Text extract -
────────

This interview with Dr. Mei Zhen, senior investigator at Sinai Health’s Lunenfeld-Tanenbaum Research Institute, or LTRI, is part of Behind the Science, a regular series from Sinai Health Foundation that asks some of its brightest and world-leading researchers about what drives their curiosity about the human body in health and illness. Dr. Zhen holds the Larry and Judy Tanenbaum Research Chair in Developmental Neuroscience and her lab investigates the development of synapses in the central nervous system.

What is your area of research and what are you hoping to discover?

My area of research is the architecture and dynamics of an animal mind. We look at how the mind drives the robust and adaptive behaviors that enable its survival and evolution.

What’s been your biggest ‘A-HA’ moment to date?

Identifying the central pattern generators in the C. elegans (a small worm) ventral nerve cord. I learned that there is a design logic for all nervous systems. Being able to peel away that superficial layer and look beyond the enormous morphological differences of different species was a revelation that set me free.

What’s one of the biggest challenges you’ve faced and why?

I’ve always wanted to play roles at different levels - educator, learner, explorer, creator, mentor, mother, wife, daughter, administrator, friend and colleague. I’ve learned that doing and being all these things is possible but doing it perfectly is a challenge.

What’s been one of your greatest rewards in your career so far?

Even though I’ve had the opportunity to make a few discoveries in my career, I’ve found making an impact of the mind and life of a few truly extraordinary young people has been one of the most awarding aspects of my career.

What is one thing you’d like to accomplish in the next decade?

I’d love to continue to nurture the minds and advance the careers of the new generation of systems neuroscientists, instilling in them the importance of having an open-mind, depth of knowledge, intellectual creativity, independence and moral acuity.

────────

Stated task 1 - Which lines of the rows contain the word "Please"? Pick out each one and copy it.
The interview and the rows have nothing to do with each other.

────────

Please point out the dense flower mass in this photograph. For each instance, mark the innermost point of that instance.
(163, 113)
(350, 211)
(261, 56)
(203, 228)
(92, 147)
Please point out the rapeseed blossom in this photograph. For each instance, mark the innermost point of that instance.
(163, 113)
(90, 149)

────────

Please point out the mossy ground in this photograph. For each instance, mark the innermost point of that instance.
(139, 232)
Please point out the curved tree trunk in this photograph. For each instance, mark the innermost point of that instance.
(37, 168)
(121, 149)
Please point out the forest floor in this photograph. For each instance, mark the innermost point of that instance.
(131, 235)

────────

Stated task 2 -
Answer these questions from the interview with Dr. Mei Zhen above:
(a) Which research chair does Dr. Zhen hold?
(b) In the ventral nerve cord of which animal did she identify central pattern generators?
(c) What does she say is possible but a challenge to do perfectly?

Written reply 1 -
Please point out the dense flower mass in this photograph. For each instance, mark the innermost point of that instance.
Please point out the rapeseed blossom in this photograph. For each instance, mark the innermost point of that instance.
Please point out the mossy ground in this photograph. For each instance, mark the innermost point of that instance.
Please point out the curved tree trunk in this photograph. For each instance, mark the innermost point of that instance.
Please point out the forest floor in this photograph. For each instance, mark the innermost point of that instance.

Written reply 2 -
(a) The Larry and Judy Tanenbaum Research Chair in Developmental Neuroscience.
(b) C. elegans, a small worm.
(c) Doing and being all the roles she has wanted to play, such as educator, learner, mentor, mother, administrator and colleague.